→ **WHAT YOU NEED TO DO**: Restate, word for word, the run of lines that starts at the line containing "Hi there — would you mind identifying the horizon" and ends with the final line of the listing. Leave pictures out.

→ **RECORDS SUPPLIED**:
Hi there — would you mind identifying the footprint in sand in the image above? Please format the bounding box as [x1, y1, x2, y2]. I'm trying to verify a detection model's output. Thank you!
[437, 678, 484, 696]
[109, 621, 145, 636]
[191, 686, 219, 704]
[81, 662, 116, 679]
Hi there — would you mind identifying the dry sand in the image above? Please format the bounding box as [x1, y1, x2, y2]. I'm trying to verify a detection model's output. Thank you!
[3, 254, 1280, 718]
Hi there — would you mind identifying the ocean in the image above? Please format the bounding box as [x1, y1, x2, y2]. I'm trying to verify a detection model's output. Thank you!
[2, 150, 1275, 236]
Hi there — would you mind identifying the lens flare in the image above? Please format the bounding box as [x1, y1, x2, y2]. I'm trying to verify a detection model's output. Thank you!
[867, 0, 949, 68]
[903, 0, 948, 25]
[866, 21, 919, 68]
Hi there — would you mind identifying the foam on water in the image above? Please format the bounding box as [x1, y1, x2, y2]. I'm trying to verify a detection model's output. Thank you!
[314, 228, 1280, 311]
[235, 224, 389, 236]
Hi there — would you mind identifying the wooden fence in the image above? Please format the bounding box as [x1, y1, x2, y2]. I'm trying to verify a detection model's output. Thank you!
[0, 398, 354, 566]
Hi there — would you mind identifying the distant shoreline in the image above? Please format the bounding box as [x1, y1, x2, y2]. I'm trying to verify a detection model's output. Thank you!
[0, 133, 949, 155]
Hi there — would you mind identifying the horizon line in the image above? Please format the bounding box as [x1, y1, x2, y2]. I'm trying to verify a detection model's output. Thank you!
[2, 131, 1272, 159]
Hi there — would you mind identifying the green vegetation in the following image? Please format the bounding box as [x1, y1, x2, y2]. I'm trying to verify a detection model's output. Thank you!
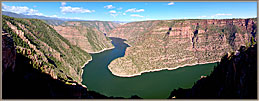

→ **REPLY**:
Hi there — would you mind identifying the horizon line in the image above? Please format the bounding box as [x1, y1, x2, y2]. I'm trying to verify a detection model's output. Thank you!
[2, 131, 1272, 159]
Hi there — would you mind identifying the green vegetation in the following image? Please format the bounding box as [x1, y1, x2, y2]. I'm trying to verify a detection model's output. Thank you!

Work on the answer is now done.